Oh, but I fall into excuses, even when I promise myself, and my world, that I won’t. There’s one more hot dog, because it’s the fourth. There’s the giant crab cake sandwich, because I’m sick and the prednisone makes me so hungry. There’s frozen yogurt because, well, because it’s Sunday and I’m with my daughter who loves fro-yo, and it has protein in it.
There’s an extra cup of coffee with cream, because I got up so damn early this morning, and I have a headache from the cough syrup. I can keep going, but I know what I sound like. My real personal truth is that I like food and I like coffee and I like doing things that I like. I don’t want to practice self-control because self-control isn’t fun. Self-control is like being mired in dog shit in the middle of an amusement park.
My shunning of self-control would be awesome if it didn’t conflict with other things that I adore; like cute clothing and my underlying desire to fit neatly in the same box as most other people. In essence, my secretive shallow nature is in constant disagreement with my lack of constraint.

━━━━━━━━━━━━━━━━━━━━━━━━━━━━━━

[WORK INSTRUCTIONS]:
1 - From the passage about self-control, return the section that begins at the words "There’s an extra" and stops after the words "an amusement park.", copied word for word.
2 - Answer these questions from the passage about self-control:
(a) What reason does the writer give for eating the giant crab cake sandwich?
(b) What does the writer say self-control is like?
(c) What two things does the writer's shunning of self-control conflict with?
3 - Write what comes next in the passage about self-control, starting right after its last sentence.

━━━━━━━━━━━━━━━━━━━━━━━━━━━━━━

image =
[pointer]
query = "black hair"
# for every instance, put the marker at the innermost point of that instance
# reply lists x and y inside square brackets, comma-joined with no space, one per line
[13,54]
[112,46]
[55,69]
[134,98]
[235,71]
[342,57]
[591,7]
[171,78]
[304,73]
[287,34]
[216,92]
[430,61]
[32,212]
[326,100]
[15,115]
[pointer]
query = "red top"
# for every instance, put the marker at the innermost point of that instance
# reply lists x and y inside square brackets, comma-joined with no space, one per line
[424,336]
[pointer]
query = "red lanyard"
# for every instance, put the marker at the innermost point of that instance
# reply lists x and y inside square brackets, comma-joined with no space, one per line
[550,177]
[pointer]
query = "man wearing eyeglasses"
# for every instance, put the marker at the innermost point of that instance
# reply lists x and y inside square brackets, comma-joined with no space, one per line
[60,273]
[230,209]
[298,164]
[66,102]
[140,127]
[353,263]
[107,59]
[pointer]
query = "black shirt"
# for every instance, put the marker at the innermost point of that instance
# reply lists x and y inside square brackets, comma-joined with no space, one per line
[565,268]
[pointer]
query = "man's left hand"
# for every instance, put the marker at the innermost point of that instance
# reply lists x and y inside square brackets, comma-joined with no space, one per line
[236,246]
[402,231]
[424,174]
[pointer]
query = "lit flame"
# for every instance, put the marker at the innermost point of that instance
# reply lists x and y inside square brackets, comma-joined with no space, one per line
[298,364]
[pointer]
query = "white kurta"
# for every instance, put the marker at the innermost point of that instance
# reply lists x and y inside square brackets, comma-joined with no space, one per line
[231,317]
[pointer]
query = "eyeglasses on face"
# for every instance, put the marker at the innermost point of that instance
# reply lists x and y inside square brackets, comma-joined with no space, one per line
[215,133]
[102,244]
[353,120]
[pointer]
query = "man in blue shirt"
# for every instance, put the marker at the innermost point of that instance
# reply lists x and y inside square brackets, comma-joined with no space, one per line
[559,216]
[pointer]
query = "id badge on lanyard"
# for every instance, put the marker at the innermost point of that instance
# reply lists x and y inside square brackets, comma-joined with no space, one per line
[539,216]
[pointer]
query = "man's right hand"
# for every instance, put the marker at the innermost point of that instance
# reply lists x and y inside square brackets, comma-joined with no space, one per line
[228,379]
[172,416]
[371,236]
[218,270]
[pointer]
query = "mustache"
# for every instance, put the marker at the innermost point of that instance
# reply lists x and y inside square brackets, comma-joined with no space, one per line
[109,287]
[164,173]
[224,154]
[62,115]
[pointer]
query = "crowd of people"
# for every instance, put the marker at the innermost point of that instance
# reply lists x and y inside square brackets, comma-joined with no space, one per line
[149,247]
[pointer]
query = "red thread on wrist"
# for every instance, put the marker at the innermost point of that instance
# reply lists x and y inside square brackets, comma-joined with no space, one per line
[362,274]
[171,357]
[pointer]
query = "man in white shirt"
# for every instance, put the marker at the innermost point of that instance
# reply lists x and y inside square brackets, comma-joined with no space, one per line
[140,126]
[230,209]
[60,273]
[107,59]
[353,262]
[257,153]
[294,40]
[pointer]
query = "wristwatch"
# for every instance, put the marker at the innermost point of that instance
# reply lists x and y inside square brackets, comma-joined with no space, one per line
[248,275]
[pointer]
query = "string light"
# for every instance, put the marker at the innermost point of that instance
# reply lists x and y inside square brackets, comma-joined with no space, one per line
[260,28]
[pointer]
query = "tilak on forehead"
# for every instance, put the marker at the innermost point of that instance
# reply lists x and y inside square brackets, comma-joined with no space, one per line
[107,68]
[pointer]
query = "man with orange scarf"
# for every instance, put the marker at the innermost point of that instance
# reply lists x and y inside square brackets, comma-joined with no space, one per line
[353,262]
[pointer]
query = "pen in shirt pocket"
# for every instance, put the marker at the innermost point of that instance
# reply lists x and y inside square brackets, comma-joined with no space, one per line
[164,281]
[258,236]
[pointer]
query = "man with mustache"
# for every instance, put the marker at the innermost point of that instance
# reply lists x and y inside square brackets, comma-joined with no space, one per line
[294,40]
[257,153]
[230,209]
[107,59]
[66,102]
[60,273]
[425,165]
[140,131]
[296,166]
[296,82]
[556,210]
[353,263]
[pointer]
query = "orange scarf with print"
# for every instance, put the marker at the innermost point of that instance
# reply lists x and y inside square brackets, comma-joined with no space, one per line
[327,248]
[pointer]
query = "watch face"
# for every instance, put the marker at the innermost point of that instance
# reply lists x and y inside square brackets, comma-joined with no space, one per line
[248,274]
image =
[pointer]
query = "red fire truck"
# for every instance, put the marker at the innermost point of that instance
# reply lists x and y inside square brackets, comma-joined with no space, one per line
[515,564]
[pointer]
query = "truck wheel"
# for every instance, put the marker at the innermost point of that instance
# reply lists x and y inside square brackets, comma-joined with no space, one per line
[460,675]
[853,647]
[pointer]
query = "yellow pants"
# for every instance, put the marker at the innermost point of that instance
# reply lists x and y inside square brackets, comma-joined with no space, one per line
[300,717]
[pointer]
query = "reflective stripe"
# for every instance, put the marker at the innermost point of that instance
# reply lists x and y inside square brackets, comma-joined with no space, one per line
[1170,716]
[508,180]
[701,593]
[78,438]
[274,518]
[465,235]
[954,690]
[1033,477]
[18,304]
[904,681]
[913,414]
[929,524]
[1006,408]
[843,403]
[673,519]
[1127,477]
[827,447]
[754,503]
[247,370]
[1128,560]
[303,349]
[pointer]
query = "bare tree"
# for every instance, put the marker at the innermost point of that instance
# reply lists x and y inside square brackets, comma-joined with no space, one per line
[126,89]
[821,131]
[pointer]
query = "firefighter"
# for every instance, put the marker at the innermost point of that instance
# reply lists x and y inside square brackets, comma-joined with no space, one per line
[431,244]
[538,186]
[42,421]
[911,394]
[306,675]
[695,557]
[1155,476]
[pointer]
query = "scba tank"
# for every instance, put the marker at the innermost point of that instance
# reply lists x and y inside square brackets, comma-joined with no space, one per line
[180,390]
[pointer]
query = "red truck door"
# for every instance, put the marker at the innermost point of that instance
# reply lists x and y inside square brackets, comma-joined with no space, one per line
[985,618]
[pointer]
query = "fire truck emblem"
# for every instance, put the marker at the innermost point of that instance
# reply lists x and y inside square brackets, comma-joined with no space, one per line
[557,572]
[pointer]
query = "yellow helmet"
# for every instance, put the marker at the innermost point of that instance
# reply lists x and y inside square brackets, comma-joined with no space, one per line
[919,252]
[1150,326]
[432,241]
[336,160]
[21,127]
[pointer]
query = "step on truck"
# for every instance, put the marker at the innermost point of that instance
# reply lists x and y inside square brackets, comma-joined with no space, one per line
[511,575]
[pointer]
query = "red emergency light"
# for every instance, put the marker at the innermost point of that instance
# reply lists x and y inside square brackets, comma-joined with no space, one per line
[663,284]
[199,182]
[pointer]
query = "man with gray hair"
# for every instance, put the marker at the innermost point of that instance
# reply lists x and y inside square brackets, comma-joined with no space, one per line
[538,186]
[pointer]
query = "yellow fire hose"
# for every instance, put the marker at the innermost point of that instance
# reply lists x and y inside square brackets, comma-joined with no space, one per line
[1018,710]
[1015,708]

━━━━━━━━━━━━━━━━━━━━━━━━━━━━━━

[ANSWERS TO THE PROBLEMS]:
1 -
There’s an extra cup of coffee with cream, because I got up so damn early this morning, and I have a headache from the cough syrup. I can keep going, but I know what I sound like. My real personal truth is that I like food and I like coffee and I like doing things that I like. I don’t want to practice self-control because self-control isn’t fun. Self-control is like being mired in dog shit in the middle of an amusement park.

2 -
(a) The writer is sick, and the prednisone makes them very hungry.
(b) Being mired in dog shit in the middle of an amusement park.
(c) Cute clothing and the writer's underlying desire to fit neatly in the same box as most other people.

3 -
So, I have “start-fresh-Mondays” where I get out my food journal and log every calorie and nibble until they are all I can think about. As I shower, 190 runs through my head. I vacuum with 370 and watch Friends reruns with 860 on my mind. Is it too many, is it enough? Can I just have a cheese stick? Always that damn careful balance! I pray I can go to bed with the gnawing. I can picture angry little flesh-colored “pac-men” eating away my fat as I run my hand flat against my torso. Are those my ribs sticking out? I’ll look great in that skirt; no one will know I’m a fat girl on the inside.
I know I’m wrong, and different, but maybe not. It’s simply a caper against myself. We all have secrets, some salacious some mundane. I’m hoping to be somewhere in the middle; in that place where I don’t bulge out.
This post is my trip to the confessional, and you, my readers, are the priest. Before my weight loss, I had a huge problem with bingeing. HUGE. My days were planned out by what I was going to eat, and my daily goal was to consume the food I was craving by any legal means. In comparison to the other high achievers in my life, my goals were by no means lofty or important, and they certainly weren’t creating any positive changes in my world or anyone else’s.
Hiding cans of Pringles and bags of Maple Nut Goodies, making trips to Taco Bell or Chik-Fil-A, and making enormous carb-laden meals that were destined to yield bingeing leftovers, were all features in my daily routine. Top my busy schedule off with a “healthy” dose of inactivity, and it’s easy to see how I topped the scales at 223 pounds.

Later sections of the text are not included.